• [Selected text]:
________________________

Published online by Cambridge University Press: 13 August 2013
This essay examines the development of Andrew Jackson's ideas about nationalism, citizenship, and sovereignty within the southern borderlands of the post-Revolutionary United States. It argues that he was in many respects a conventional borderlands leader—that is, someone with little sense of attachment to any particular polity, who speculated in Indian lands while pursuing commercial ventures through American, Spanish, and Native jurisdictions. But an especially devastating war between the settlers of Middle Tennessee and some Cherokee warriors during the 1790s forced Jackson and others to articulate their attachment to the United States in new ways. Bitterly rejecting a Federalist model of citizenship that assumed clear territorial limits, they invented a new “protection covenant,” whereby the people themselves, imagined within a brutal state of nature, retained full sovereignty to deploy violence. In addition to a fresh look at Jackson, the article demonstrates the importance of international as well as Constitutional law in the formation of early American nationalism.

________________________

Object pointing dataset listing

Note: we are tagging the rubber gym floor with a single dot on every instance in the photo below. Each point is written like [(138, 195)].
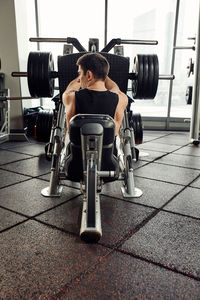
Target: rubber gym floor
[(150, 247)]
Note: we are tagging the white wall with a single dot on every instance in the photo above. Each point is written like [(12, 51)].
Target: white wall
[(9, 59)]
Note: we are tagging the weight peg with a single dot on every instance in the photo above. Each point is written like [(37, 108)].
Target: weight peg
[(190, 67), (188, 95), (135, 122)]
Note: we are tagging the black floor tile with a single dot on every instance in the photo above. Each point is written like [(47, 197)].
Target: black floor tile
[(37, 261), (117, 217), (35, 166), (189, 150), (124, 277), (187, 203), (8, 219), (31, 149), (149, 155), (196, 183), (11, 145), (181, 161), (26, 197), (170, 240), (167, 173), (174, 139), (155, 145), (8, 157), (9, 178), (155, 193)]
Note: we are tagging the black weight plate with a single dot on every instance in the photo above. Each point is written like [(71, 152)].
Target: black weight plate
[(150, 77), (145, 76), (137, 84), (156, 77), (40, 66)]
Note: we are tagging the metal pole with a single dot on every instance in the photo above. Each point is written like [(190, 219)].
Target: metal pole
[(37, 23), (194, 124), (37, 33), (173, 62), (106, 23)]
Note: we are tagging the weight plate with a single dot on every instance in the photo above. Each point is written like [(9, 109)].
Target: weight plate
[(137, 84), (150, 76), (145, 76), (156, 77), (40, 66)]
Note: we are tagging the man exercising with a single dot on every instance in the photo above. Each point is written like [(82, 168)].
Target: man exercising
[(93, 92)]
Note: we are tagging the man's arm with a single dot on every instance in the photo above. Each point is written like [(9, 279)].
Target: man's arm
[(122, 103), (68, 99), (111, 85), (73, 86)]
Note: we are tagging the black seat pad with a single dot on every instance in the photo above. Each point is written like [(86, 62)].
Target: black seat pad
[(74, 165)]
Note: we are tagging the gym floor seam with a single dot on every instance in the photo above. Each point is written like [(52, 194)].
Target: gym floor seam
[(143, 238)]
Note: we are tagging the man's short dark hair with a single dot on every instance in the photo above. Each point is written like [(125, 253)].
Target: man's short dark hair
[(96, 63)]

________________________

• [Exercise task A]:
Retype the entire text about Andrew Jackson's borderlands nationalism word for word.
• [Exercise task B]:
Begin at the start of the listing and stop after the line that contains "[(190, 67), (188, 95), (135, 122)]", and rewrite only those lines, keeping all their wording, with every coordinate in the answers multiplied by 1.2 and rounded to a whole number, halves rounded up. Leave the pictures out.
The text and the listing are unrelated to each other.

• [Task solution A]:
Published online by Cambridge University Press: 13 August 2013
This essay examines the development of Andrew Jackson's ideas about nationalism, citizenship, and sovereignty within the southern borderlands of the post-Revolutionary United States. It argues that he was in many respects a conventional borderlands leader—that is, someone with little sense of attachment to any particular polity, who speculated in Indian lands while pursuing commercial ventures through American, Spanish, and Native jurisdictions. But an especially devastating war between the settlers of Middle Tennessee and some Cherokee warriors during the 1790s forced Jackson and others to articulate their attachment to the United States in new ways. Bitterly rejecting a Federalist model of citizenship that assumed clear territorial limits, they invented a new “protection covenant,” whereby the people themselves, imagined within a brutal state of nature, retained full sovereignty to deploy violence. In addition to a fresh look at Jackson, the article demonstrates the importance of international as well as Constitutional law in the formation of early American nationalism.

• [Task solution B]:
Note: we are tagging the rubber gym floor with a single dot on every instance in the photo below. Each point is written like [(138, 195)].
Target: rubber gym floor
[(180, 296)]
Note: we are tagging the white wall with a single dot on every instance in the photo above. Each point is written like [(12, 51)].
Target: white wall
[(11, 71)]
Note: we are tagging the weight peg with a single dot on every instance in the photo above. Each point is written like [(37, 108)].
Target: weight peg
[(228, 80), (226, 114), (162, 146)]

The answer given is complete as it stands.